* Stated goal: Extend the story about shopping for chickens in southwestern China, picking up right after its final sentence.

* Supplied passage:
◆ ◆ ◆ ◆
Any sufficiently advanced bureaucracy is indistinguishable from molasses. - unknown

ShOpPiNg FoR cHiCkEn(S) WiTh MaMa — ThE qUeSt FoR pEnUlTiMaTe FrEsHnEsS

Part I.
Somewhere in South Western China … recently:

My ganma (god mother), two friends and I set out on a mission to buy chicken(s).   We being closer to the top side of the surrounding hills and the purveyors of the chickens being down slope quite a way, this started as do all great adventures in the middle kingdom, with a longish walk toward where I knew not precisely and whereat something, or a lot of something I’ve never seen the like of before, was bound to happen. 

I wasn’t born on a farm or raised on one either, but I’m no idiot.  I understood we were on a quest for the kind of freshness only found in places like this …

… and that it would most certainly entail the purchase of live chicken(s).  Just how such a thing would transpire exactly, the transacting of it all, not to mention the – well – dispatching of it all – none of that was at all clear to me as yet, but prior experience led me to expect the details would be riveting and uncommonly photogenic.  I was not wrong.
◆ ◆ ◆ ◆
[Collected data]
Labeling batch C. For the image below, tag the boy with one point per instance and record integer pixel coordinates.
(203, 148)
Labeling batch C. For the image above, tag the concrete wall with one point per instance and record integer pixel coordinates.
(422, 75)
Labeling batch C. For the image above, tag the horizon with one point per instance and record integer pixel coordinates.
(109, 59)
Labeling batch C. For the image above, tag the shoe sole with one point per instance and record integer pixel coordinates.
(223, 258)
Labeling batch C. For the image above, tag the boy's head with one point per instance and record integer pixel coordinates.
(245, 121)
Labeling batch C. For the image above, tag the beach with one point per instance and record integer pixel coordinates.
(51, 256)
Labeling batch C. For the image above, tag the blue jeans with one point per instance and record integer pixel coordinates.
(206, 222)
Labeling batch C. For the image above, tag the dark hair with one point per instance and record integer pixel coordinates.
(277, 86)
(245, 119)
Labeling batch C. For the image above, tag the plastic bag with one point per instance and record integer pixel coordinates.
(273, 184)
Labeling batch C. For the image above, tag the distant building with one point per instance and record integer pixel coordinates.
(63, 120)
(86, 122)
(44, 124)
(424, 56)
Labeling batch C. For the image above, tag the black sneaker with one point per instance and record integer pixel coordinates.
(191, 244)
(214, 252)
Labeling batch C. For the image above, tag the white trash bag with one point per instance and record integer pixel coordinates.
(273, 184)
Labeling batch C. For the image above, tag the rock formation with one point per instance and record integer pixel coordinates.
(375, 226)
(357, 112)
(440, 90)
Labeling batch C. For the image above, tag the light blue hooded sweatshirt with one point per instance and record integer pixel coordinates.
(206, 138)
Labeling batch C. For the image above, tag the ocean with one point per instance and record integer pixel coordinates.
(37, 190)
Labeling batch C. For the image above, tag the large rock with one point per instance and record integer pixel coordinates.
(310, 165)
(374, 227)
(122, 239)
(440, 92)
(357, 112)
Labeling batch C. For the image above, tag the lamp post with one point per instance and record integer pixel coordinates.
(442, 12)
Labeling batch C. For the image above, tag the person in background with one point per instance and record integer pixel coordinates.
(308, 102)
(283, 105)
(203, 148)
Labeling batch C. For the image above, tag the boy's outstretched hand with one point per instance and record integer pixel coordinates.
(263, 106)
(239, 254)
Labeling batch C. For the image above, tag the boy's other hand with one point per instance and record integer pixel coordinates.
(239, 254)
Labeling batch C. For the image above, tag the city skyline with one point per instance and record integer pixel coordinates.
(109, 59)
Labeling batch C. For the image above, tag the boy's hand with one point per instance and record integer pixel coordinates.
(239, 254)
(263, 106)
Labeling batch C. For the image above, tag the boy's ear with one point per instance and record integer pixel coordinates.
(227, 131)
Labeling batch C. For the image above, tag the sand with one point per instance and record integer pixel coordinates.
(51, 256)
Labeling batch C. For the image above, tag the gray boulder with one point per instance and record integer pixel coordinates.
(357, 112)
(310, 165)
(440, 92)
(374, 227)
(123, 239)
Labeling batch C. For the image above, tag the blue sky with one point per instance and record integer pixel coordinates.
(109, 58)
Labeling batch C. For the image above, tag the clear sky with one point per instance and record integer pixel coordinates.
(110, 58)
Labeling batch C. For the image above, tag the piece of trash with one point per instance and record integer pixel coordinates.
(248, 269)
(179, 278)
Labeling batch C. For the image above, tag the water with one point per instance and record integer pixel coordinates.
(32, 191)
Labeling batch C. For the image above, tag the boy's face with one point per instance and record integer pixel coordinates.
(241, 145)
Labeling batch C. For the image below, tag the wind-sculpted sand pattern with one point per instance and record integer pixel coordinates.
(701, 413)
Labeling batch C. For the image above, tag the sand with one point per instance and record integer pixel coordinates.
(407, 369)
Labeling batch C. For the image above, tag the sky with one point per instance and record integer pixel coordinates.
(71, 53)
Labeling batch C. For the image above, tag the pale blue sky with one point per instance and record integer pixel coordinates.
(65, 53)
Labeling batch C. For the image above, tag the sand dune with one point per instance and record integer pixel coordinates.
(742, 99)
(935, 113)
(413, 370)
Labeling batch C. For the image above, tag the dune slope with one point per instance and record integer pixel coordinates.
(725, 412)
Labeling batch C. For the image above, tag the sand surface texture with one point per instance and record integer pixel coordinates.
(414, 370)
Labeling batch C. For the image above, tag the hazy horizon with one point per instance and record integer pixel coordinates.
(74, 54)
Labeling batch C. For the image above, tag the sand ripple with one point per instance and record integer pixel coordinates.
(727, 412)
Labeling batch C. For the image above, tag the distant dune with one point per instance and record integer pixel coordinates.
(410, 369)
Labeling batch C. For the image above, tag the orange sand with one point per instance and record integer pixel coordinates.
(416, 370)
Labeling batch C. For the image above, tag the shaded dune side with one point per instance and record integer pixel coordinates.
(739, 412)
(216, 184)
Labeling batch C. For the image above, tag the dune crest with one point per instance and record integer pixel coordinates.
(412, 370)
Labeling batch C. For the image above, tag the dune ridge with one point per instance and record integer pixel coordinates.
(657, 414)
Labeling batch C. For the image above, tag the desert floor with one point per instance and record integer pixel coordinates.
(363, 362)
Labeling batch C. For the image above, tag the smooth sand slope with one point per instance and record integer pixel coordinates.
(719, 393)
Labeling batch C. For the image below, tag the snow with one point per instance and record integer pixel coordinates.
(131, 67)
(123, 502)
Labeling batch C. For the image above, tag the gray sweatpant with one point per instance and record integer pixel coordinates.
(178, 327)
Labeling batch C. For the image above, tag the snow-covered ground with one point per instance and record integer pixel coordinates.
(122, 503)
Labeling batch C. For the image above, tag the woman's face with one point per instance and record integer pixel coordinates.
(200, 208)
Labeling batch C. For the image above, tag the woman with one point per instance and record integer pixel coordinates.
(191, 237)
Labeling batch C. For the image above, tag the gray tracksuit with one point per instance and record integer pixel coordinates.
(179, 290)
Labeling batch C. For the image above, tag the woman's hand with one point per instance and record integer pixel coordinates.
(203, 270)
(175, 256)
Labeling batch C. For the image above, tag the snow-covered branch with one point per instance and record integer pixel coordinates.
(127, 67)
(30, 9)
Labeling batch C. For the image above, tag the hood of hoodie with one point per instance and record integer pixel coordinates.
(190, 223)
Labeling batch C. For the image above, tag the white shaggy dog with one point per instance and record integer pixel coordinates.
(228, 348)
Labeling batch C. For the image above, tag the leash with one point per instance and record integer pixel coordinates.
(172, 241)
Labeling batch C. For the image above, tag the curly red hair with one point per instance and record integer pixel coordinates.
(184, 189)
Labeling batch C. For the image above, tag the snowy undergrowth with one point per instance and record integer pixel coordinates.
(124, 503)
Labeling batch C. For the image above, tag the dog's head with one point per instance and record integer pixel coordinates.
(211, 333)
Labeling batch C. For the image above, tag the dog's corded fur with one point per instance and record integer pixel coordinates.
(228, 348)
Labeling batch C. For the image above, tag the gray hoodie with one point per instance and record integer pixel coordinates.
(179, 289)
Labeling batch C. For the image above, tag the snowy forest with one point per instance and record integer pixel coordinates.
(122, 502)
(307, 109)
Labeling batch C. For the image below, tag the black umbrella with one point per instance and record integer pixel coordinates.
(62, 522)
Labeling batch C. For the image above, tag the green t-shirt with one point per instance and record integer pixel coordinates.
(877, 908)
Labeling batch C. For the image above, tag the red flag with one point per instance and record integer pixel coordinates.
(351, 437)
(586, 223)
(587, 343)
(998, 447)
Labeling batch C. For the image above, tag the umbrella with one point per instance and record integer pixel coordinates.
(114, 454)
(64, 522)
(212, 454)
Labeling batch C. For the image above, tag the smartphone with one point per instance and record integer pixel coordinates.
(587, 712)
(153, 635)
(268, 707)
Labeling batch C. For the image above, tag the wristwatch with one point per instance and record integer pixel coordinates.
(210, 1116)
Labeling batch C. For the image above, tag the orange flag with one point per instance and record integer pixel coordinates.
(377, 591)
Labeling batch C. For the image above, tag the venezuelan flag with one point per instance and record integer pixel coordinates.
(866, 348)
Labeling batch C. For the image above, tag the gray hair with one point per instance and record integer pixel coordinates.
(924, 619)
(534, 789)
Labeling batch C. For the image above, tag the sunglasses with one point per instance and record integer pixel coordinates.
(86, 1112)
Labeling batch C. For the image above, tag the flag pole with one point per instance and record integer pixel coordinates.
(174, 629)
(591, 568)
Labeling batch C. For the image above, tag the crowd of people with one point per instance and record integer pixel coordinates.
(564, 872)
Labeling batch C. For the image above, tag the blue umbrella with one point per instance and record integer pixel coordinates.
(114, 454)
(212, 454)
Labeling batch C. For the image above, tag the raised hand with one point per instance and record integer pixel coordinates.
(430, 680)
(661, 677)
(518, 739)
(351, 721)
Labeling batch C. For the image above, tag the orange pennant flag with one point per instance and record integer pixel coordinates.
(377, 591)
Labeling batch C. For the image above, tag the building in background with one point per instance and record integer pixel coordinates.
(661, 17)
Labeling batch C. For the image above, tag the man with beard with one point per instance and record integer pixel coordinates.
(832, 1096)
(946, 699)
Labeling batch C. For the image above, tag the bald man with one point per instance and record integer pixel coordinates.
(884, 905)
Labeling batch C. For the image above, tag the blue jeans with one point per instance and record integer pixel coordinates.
◆ ◆ ◆ ◆
* Solved problem:
We were on foot at a fairly lazy pace for the better part of an hour, though it might have only been half that long.  The passage of time always has an elastic quality on such days and in such places; the acquisition of chickens was THE goal of the day, to be met before lunch. 

A walk in the greener parts of rural China never fails to entrance me.  It is all so lush, both the cultivated and the wild.  My pictures never succeed in fully rendering the quiet magnificence of the people on their land, but I keep trying...

You may think you’ve got quite a green thumb.  Within the realm of your friends and neighbours, you may very well be quite justified in such self proclaimed accomplishment.  I’m here to tell you – you’ve got nothing on China.  Vast stretches of the China I’ve seen so far are extremely hilly or mountainous, one’s choice of terminology here depending on at what point one reckons a hill has surpassed hill-dom or a mountain should be deemed too small to rightly be called a mountain.  Whichever, the topography which I am feebly attempting to give words to is no less relentlessly steep for all that reckoning, and this fact has never stopped anyone from planting the heck out of it with all manner of gorgeous things to eat.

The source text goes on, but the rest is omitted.